◆ Task requirements ◆
Print the listing below word for word, but drop any pictures it contains.

--------------------------------

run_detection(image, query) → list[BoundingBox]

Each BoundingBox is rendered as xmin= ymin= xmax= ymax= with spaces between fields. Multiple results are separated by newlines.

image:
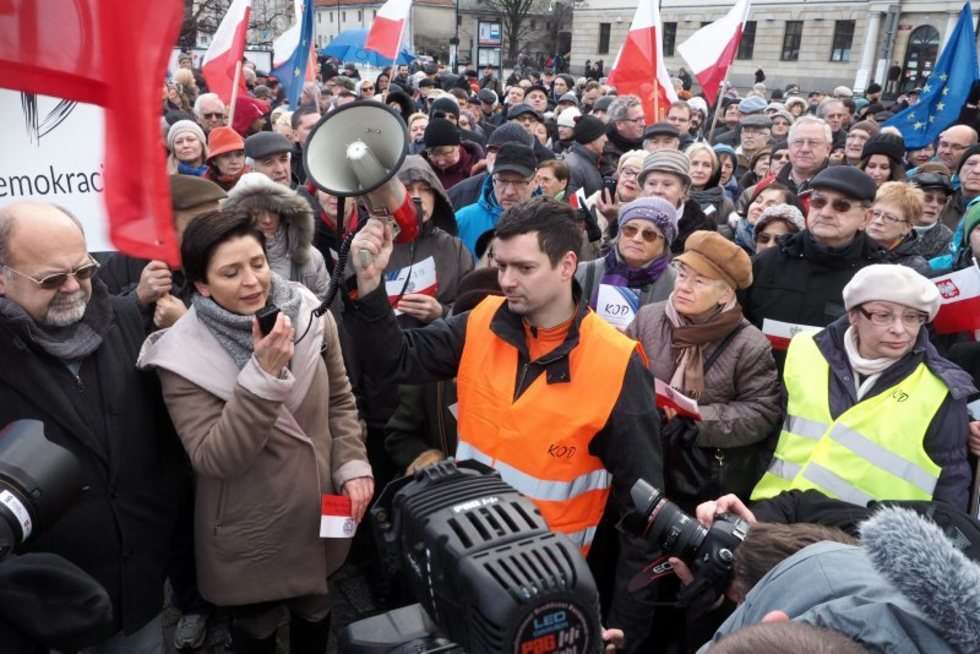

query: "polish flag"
xmin=654 ymin=379 xmax=702 ymax=421
xmin=365 ymin=0 xmax=413 ymax=62
xmin=676 ymin=0 xmax=752 ymax=106
xmin=607 ymin=0 xmax=678 ymax=124
xmin=202 ymin=0 xmax=252 ymax=105
xmin=320 ymin=495 xmax=356 ymax=538
xmin=762 ymin=319 xmax=822 ymax=351
xmin=932 ymin=264 xmax=980 ymax=335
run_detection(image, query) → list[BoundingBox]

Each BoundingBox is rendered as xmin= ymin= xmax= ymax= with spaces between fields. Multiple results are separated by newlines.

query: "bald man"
xmin=0 ymin=201 xmax=185 ymax=652
xmin=937 ymin=125 xmax=979 ymax=171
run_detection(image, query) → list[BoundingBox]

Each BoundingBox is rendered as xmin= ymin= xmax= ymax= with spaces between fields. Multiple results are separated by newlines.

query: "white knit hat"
xmin=167 ymin=119 xmax=206 ymax=152
xmin=843 ymin=264 xmax=941 ymax=321
xmin=556 ymin=106 xmax=581 ymax=128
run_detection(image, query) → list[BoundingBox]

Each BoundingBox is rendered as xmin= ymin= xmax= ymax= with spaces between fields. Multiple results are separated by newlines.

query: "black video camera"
xmin=620 ymin=479 xmax=749 ymax=610
xmin=340 ymin=460 xmax=603 ymax=654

--------------------------------

◆ Final answer ◆
run_detection(image, query) → list[BoundingBox]

Each BoundingBox is rendered as xmin= ymin= xmax= ymax= with spaces between fields. Multiple results are separated by newlines.

image:

query: "polish flag"
xmin=654 ymin=379 xmax=702 ymax=421
xmin=365 ymin=0 xmax=413 ymax=62
xmin=676 ymin=0 xmax=752 ymax=106
xmin=607 ymin=0 xmax=678 ymax=124
xmin=202 ymin=0 xmax=252 ymax=105
xmin=320 ymin=495 xmax=356 ymax=538
xmin=762 ymin=319 xmax=822 ymax=351
xmin=932 ymin=264 xmax=980 ymax=335
run_detection(image, query) → list[BoundingBox]

Each BoundingBox is rendered as xmin= ymin= xmax= ymax= with spaces between fields. Multiple results are separated by newlines.

query: "bald man"
xmin=0 ymin=201 xmax=185 ymax=652
xmin=937 ymin=125 xmax=979 ymax=171
run_detection(image, query) → list[BoundingBox]

Each BoundingBox is rendered as xmin= ymin= xmax= ymax= with spaces between fields. Multiple results are separated by newlines.

query: "white knit hat"
xmin=167 ymin=119 xmax=206 ymax=152
xmin=843 ymin=264 xmax=941 ymax=321
xmin=556 ymin=106 xmax=581 ymax=128
run_detection(image, query) → list[BoundingBox]

Each BoundingBox is rendered as xmin= ymin= xmax= ymax= with spaces between fields. Multiple results are separated by newlines.

query: "black video camera"
xmin=620 ymin=479 xmax=749 ymax=610
xmin=340 ymin=460 xmax=603 ymax=654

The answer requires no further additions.